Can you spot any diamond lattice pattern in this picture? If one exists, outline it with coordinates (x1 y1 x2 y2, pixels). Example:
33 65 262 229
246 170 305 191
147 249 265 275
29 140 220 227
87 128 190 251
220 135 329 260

• _PROMPT_
Copy out every line above in full. In the last two lines, multiply each box coordinate by 2.45 and round it to a whole number, rounding halves up. Leave all other lines as they are.

• _FINAL RESULT_
Can you spot any diamond lattice pattern in this picture? If one exists, outline it with coordinates (x1 y1 x2 y2, pixels). Example:
33 65 262 229
246 170 305 191
147 249 265 275
29 140 220 227
213 314 466 615
539 331 806 637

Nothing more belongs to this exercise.